%%

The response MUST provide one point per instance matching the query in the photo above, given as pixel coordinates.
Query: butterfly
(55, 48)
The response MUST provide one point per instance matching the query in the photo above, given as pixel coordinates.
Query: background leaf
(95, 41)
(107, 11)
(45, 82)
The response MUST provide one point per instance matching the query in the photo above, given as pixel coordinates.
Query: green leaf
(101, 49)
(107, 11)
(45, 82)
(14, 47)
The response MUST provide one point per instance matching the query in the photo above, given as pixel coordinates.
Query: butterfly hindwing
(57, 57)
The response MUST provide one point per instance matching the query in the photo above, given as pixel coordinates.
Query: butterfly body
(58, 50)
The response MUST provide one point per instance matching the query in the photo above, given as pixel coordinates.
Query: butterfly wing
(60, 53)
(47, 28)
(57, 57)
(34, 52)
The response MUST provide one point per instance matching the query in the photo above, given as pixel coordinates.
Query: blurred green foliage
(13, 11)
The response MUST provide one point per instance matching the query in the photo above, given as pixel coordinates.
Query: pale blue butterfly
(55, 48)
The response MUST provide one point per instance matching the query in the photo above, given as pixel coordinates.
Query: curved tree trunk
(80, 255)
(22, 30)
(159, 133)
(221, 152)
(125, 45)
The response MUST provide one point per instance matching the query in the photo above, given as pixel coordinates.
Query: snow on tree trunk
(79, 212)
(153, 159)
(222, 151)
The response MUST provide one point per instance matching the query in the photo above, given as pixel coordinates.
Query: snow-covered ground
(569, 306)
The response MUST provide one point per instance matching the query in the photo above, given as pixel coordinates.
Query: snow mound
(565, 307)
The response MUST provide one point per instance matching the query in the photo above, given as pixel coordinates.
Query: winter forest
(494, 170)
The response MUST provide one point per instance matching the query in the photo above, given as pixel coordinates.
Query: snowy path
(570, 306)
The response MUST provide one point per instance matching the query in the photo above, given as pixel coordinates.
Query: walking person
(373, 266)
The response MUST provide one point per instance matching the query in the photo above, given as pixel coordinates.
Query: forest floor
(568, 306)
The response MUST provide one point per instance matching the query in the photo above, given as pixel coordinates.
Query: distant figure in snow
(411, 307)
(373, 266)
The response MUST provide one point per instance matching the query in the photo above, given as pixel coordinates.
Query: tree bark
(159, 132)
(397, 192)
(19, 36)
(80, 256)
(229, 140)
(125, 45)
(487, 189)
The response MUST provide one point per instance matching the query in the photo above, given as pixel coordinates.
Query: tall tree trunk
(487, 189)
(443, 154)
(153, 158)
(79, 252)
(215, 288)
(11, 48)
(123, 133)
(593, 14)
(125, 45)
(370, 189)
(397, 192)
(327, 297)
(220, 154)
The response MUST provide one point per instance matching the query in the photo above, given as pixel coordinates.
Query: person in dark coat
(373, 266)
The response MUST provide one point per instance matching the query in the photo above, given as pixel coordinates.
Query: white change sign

%%

### [Exercise aim]
Return every line of the listing above that contains the string "butterfly", matching case exactly.

### [The reply]
Query: butterfly
Query: butterfly hindwing
Query: butterfly body
Query: butterfly wing
Query: pale blue butterfly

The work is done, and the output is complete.